**** Listed entries

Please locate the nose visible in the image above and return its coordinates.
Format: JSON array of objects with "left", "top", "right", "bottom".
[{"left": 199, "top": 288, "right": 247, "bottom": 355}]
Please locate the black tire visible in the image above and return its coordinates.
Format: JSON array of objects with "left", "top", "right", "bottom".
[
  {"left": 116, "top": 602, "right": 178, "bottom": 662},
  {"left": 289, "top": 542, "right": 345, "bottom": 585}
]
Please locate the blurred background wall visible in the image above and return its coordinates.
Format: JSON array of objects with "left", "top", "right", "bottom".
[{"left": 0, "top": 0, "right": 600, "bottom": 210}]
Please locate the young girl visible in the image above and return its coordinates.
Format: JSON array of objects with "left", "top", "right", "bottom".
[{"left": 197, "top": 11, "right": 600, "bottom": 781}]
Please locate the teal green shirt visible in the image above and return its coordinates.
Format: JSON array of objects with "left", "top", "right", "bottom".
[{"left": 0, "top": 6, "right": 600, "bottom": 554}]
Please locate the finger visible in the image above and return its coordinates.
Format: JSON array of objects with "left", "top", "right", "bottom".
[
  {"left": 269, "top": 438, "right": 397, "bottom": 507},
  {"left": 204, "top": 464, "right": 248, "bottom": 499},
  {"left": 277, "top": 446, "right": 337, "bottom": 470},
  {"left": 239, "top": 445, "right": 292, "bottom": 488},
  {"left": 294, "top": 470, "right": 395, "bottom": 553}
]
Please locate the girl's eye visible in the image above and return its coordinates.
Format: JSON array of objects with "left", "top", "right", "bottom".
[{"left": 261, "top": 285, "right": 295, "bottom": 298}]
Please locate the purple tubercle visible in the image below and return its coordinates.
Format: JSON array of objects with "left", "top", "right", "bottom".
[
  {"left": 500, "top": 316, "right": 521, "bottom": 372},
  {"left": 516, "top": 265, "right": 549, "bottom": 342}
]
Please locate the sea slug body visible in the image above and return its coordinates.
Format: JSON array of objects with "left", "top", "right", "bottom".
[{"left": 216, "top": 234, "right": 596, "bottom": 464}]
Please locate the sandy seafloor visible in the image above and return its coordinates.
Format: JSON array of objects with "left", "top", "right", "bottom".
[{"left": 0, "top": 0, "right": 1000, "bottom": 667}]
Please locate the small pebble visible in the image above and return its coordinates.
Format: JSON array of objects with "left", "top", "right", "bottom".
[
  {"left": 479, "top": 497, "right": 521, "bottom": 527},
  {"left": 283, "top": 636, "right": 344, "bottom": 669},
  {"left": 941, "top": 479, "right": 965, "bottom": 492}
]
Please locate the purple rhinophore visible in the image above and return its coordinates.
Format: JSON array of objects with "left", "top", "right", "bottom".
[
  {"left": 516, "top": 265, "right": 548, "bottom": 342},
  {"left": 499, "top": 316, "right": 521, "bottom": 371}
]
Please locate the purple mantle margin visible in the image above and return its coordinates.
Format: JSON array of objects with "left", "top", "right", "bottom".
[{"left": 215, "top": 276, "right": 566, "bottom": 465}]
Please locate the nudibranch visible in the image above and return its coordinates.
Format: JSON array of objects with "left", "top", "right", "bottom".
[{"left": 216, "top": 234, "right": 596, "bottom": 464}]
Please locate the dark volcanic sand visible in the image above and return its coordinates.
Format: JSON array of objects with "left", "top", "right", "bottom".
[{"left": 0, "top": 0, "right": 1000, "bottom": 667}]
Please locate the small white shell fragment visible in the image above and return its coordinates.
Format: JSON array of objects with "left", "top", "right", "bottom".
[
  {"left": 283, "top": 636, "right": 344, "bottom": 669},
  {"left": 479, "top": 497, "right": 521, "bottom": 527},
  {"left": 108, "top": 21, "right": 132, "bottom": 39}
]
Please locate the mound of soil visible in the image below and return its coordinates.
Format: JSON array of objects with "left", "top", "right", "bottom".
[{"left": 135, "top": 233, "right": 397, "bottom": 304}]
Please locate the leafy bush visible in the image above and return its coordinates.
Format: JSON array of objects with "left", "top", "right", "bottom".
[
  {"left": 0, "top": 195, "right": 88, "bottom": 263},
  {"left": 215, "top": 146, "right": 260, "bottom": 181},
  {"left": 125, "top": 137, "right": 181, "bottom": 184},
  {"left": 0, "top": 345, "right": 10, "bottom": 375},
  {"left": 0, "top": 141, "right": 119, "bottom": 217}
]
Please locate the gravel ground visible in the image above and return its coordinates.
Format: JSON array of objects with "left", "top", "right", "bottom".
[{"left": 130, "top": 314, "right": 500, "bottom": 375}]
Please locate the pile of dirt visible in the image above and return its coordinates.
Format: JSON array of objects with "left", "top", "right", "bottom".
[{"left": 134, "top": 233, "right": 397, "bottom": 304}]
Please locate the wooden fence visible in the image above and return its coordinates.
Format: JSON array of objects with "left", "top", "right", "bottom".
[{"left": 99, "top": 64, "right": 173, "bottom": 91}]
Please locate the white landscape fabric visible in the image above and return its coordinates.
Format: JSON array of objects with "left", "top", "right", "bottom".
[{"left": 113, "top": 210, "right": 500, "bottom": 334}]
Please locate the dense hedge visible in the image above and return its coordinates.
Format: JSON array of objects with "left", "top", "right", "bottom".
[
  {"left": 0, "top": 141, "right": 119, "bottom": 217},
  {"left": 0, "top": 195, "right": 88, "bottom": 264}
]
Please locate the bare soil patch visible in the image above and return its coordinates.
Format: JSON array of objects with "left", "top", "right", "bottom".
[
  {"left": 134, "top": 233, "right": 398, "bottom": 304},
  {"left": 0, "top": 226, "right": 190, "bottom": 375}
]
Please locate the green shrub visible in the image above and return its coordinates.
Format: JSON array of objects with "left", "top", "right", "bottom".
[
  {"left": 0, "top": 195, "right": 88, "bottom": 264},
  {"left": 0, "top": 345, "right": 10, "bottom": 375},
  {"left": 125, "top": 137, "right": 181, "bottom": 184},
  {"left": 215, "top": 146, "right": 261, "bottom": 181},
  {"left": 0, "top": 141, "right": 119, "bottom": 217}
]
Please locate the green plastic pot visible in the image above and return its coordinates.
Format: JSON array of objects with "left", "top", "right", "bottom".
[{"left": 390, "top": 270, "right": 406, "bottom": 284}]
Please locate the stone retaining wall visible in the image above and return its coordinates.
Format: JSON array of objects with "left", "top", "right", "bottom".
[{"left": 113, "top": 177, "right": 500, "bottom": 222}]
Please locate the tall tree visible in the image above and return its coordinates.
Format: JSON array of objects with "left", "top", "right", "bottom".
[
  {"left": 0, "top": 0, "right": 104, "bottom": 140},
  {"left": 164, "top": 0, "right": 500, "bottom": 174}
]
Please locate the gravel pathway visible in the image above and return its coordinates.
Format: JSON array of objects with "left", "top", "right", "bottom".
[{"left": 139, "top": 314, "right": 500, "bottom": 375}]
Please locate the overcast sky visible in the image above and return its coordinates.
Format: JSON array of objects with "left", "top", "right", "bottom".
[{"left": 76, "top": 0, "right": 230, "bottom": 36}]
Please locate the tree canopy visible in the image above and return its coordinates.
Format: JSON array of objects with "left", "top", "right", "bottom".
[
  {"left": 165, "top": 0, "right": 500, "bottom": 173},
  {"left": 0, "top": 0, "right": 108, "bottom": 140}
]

********

Your instructions:
Pull out every line of the data above that contains the word "girl". Treat uppercase and lowercase as different.

Answer:
Please locate the young girl visible in the image above and return its coordinates.
Please locate the girl's eye visible in the image above and return its coordinates.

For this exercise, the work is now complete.